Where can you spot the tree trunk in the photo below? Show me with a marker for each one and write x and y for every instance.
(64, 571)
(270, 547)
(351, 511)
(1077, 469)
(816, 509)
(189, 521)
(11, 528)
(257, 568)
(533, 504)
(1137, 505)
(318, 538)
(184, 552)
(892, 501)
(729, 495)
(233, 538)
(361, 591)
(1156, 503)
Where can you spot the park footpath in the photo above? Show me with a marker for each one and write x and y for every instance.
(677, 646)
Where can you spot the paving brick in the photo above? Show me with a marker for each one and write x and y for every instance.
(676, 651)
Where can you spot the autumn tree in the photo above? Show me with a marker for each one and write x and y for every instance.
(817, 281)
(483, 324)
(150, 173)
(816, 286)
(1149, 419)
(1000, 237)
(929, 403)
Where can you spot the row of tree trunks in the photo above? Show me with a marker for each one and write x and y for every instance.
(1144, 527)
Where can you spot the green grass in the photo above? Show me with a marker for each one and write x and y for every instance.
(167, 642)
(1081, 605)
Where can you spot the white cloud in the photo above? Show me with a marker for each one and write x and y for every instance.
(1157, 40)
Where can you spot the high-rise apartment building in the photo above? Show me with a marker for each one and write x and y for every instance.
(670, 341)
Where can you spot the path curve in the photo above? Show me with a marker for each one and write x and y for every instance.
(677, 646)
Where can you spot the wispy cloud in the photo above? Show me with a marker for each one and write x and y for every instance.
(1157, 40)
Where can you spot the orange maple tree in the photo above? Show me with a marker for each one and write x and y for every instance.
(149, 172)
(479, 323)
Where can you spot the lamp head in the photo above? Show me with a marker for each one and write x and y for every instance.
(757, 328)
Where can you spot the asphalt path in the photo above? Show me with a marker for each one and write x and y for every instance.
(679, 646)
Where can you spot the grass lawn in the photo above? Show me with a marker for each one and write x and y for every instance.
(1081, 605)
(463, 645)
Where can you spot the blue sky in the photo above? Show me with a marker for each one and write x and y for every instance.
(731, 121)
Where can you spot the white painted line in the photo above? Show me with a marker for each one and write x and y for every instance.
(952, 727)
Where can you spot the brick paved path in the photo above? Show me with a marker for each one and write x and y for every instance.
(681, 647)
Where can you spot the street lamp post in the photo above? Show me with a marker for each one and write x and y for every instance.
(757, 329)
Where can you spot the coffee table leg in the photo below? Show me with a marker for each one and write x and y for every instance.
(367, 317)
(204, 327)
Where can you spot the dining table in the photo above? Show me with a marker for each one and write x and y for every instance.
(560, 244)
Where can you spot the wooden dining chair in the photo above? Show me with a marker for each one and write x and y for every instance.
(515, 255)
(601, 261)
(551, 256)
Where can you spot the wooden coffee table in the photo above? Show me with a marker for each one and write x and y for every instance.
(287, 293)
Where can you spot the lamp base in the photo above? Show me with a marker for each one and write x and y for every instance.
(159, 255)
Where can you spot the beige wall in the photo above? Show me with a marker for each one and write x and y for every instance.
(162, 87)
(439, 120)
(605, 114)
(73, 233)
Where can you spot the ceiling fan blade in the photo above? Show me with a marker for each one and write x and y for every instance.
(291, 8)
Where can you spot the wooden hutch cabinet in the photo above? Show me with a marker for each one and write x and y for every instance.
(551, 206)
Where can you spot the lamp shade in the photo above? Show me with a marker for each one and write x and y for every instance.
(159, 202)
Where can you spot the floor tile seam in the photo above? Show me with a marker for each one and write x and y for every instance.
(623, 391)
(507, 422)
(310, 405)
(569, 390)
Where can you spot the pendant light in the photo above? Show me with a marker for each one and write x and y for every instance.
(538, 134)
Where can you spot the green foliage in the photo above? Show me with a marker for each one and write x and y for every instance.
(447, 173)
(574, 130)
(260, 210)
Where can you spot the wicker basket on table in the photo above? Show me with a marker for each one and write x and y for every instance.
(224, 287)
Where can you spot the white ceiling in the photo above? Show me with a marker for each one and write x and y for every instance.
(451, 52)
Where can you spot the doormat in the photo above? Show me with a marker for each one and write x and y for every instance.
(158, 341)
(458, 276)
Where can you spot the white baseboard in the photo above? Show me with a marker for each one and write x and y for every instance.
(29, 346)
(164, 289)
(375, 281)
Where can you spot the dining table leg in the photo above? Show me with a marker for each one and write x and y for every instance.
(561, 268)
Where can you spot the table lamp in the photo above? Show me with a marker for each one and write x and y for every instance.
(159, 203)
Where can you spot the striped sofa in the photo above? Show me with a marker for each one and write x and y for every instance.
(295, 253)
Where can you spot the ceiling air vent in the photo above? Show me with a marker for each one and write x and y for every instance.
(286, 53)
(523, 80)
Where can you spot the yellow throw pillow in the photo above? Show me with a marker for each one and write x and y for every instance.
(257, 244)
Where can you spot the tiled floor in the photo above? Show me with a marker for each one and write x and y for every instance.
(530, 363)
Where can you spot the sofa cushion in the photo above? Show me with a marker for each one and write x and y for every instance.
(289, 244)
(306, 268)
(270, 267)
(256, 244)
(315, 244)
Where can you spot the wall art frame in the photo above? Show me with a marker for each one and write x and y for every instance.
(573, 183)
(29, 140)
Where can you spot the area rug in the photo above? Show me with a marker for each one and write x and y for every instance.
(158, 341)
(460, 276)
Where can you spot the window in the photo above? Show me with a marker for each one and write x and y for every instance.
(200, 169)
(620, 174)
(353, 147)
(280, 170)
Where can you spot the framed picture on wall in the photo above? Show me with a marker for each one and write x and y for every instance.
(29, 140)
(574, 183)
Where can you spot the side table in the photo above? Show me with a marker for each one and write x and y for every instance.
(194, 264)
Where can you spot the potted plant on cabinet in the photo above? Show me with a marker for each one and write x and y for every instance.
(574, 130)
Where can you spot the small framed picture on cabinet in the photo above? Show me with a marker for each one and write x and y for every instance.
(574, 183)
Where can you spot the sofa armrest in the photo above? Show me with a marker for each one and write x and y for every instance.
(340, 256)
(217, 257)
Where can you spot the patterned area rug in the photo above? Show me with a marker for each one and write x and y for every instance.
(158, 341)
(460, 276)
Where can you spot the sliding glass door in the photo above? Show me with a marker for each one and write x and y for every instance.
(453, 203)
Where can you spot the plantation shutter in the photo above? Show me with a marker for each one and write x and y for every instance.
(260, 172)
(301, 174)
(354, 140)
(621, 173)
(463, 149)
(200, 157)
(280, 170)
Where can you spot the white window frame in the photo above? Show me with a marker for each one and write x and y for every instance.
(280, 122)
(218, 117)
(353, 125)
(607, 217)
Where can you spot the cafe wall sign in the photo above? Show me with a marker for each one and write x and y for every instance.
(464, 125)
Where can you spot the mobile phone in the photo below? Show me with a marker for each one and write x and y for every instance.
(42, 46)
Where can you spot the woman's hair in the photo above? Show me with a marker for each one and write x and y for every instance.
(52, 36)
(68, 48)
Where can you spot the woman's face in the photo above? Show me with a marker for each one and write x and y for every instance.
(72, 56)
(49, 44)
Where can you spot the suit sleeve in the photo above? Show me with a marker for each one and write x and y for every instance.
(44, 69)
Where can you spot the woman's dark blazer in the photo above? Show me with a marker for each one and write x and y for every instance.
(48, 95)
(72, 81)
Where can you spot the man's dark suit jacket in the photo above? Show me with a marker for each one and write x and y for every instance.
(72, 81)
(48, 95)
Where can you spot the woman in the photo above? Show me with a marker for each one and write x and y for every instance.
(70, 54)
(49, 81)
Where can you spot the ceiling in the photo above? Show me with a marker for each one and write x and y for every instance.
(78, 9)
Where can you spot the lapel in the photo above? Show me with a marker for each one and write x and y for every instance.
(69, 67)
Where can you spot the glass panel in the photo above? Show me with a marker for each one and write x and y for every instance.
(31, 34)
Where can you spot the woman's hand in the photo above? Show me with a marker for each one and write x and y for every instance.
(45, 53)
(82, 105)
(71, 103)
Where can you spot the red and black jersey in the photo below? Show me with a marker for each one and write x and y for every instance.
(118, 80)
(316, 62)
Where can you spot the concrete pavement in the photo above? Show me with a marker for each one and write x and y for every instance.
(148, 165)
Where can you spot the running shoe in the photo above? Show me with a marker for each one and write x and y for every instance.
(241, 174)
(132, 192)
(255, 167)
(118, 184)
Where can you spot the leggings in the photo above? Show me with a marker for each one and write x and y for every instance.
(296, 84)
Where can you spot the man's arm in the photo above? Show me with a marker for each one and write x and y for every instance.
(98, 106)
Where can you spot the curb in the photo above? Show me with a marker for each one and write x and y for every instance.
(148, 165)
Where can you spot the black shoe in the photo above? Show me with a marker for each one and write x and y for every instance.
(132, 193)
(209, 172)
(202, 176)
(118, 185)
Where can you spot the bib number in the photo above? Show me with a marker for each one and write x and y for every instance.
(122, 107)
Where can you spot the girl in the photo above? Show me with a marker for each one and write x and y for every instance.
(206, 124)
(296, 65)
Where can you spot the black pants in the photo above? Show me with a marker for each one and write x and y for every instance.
--------------------------------
== EXERCISE DETAILS ==
Take the lines above from the one holding "Where can you spot the concrete" to the last and output them exactly.

== OUTPUT OF THE TASK ==
Where can you spot the concrete pavement in the photo above? Show me with a marker for each one and write x and y for every instance.
(148, 165)
Where can you spot the running shoe in the photo above? Show me with a marker for each one and write x and y for every instance.
(241, 174)
(132, 192)
(255, 167)
(118, 184)
Where can you spot the leggings in the photo above? Show me with a marker for each one and write x and y for every instance.
(296, 84)
Where can you spot the man's arm in the photo above? Show me with a marker for each one and write x and y for every instance.
(98, 106)
Where can you spot the curb in the photo above? Show me with a marker for each one and write x and y for every instance.
(148, 165)
Where can you spot the black shoe in the photo above? Show me with a marker for each one and write x and y for every instance.
(132, 193)
(209, 172)
(202, 176)
(118, 185)
Where can you spot the bib number in the photo above? Show me with a marker for each one and write x and y for every instance.
(122, 107)
Where can you spot the girl in the photo above? Show me with a marker for each one and write x and y for every instance.
(206, 124)
(296, 65)
Where can you spot the black pants in the photo above? Show me with a marker for each one and write x and y for every instance.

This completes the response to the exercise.